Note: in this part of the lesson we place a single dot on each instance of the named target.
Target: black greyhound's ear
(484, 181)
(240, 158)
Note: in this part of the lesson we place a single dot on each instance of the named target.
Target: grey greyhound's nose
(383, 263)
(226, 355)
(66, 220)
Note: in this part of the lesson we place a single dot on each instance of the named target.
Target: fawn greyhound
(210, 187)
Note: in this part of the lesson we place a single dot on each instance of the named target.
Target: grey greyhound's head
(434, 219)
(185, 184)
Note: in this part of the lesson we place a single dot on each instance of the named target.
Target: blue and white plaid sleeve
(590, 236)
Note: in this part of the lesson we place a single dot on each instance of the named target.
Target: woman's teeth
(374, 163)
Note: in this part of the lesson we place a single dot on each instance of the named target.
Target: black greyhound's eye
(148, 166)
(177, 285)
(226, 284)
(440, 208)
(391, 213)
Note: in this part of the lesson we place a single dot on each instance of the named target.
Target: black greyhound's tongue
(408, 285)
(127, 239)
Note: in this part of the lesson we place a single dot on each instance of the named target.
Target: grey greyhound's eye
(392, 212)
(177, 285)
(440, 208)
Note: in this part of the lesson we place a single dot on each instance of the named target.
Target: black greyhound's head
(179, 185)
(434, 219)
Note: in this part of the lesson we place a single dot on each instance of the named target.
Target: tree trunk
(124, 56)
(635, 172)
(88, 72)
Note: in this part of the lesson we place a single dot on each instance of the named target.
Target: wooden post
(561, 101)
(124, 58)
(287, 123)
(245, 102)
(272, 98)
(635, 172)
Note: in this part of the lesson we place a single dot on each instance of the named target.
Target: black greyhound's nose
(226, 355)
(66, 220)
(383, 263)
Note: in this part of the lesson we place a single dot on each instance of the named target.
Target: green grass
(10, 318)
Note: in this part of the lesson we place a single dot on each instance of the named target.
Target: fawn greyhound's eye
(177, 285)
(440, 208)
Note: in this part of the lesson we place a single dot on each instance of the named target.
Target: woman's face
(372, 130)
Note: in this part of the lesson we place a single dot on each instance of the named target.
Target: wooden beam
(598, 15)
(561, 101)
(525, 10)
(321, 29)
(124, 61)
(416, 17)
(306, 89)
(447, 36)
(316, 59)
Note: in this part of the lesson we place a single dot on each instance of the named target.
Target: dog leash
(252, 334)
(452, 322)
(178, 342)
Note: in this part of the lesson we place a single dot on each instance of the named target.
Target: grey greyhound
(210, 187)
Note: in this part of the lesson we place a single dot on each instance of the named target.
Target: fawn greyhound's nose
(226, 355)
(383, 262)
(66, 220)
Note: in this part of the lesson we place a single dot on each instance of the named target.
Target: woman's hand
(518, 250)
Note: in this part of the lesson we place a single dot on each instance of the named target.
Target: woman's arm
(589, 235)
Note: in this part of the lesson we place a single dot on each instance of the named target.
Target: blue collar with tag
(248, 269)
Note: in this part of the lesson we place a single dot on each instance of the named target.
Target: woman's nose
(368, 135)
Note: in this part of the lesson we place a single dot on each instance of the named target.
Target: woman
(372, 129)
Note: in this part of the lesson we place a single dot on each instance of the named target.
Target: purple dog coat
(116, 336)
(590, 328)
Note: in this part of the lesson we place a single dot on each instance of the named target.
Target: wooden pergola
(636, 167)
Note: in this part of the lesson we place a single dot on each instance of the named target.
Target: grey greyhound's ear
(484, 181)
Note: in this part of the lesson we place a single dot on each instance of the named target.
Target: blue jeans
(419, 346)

◆ Exercise objective ◆
Set down all of the entries again, keeping every line exactly as it is.

◆ Completed task ◆
Note: in this part of the lesson we place a single dot on each instance of the named target.
Target: black greyhound's ear
(484, 181)
(240, 158)
Note: in this part of the lesson we place a single dot on each instance of the named target.
Target: grey greyhound's nose
(383, 263)
(226, 355)
(66, 220)
Note: in this part of the lesson we place a single dot on each instance of the named target.
Target: fawn greyhound
(210, 187)
Note: in this part of the lesson we place a single dot on each instance of the named target.
Target: grey greyhound's head
(434, 219)
(185, 184)
Note: in this part of the lesson we place a single dot on each instance of the named target.
Target: blue and white plaid sleeve
(590, 236)
Note: in this part of the lesson we place a single dot on each instance of the named target.
Target: woman's teeth
(374, 163)
Note: in this part of the lesson we place a single dot on each instance of the named target.
Target: black greyhound's eye
(148, 166)
(177, 285)
(226, 284)
(440, 208)
(391, 213)
Note: in this part of the lesson we place a single dot on each instance of the named target.
Target: black greyhound's tongue
(408, 285)
(127, 239)
Note: in this part of the lesson we place a single dot on each instance of the named target.
Target: grey greyhound's eye
(392, 212)
(177, 285)
(440, 208)
Note: in this part of the lesson we place a single dot on each instance of the named target.
Target: black greyhound's head
(179, 185)
(434, 219)
Note: in this part of the lesson we place a single dot on each instance of the named target.
Target: tree trunk
(124, 56)
(635, 172)
(88, 72)
Note: in this part of the lesson we place a single dot on each instance of the named target.
Target: wooden post
(561, 101)
(124, 58)
(287, 123)
(245, 102)
(272, 98)
(635, 172)
Note: in this part of the lesson we place a single dot on each instance of the named target.
Target: black greyhound's nose
(226, 355)
(66, 220)
(383, 263)
Note: in this part of the lesson we place a single dot on each instance of the named target.
Target: green grass
(10, 318)
Note: in this part of the lesson we place a single dot on each instance of the named target.
Target: fawn greyhound's eye
(177, 285)
(440, 208)
Note: in this part of the lesson we place a single dot on each instance of the named target.
Target: woman's face
(372, 130)
Note: in this part of the lesson we place a single dot on each instance of the named target.
Target: wooden beam
(598, 15)
(561, 101)
(525, 10)
(321, 29)
(124, 61)
(416, 17)
(306, 89)
(447, 36)
(316, 59)
Note: in this part of the lesson we place a single dot on each instance of the named target.
Target: dog leash
(252, 334)
(452, 322)
(178, 342)
Note: in this part of the lesson we place a single dot on each instance of the named target.
Target: grey greyhound
(210, 187)
Note: in this part of the lesson we place a single dot on each instance of the named target.
Target: fawn greyhound's nose
(226, 355)
(383, 262)
(66, 220)
Note: in this part of the lesson we place a single dot on each instance of the named target.
Target: woman's hand
(518, 250)
Note: in this part of the lesson we place a single dot on each instance of the named target.
Target: woman's arm
(589, 235)
Note: in this part of the lesson we place a single dot on each instance of the named target.
Target: blue collar with tag
(248, 269)
Note: in this part of the lesson we place a single dot on each instance of the named target.
Target: woman's nose
(368, 135)
Note: in this part of the lesson we place a single dot on each instance of the named target.
Target: woman
(372, 129)
Note: in this part of the lesson we place a single dot on each instance of the named target.
Target: purple dog coat
(116, 336)
(590, 328)
Note: in this part of the lesson we place a single dot on each instance of the named target.
Target: wooden pergola
(636, 167)
Note: in this part of the lesson we place a single dot on each instance of the named target.
Target: grey greyhound's ear
(484, 181)
Note: in this part of the lesson we place a single dot on each instance of the named target.
Target: blue jeans
(419, 346)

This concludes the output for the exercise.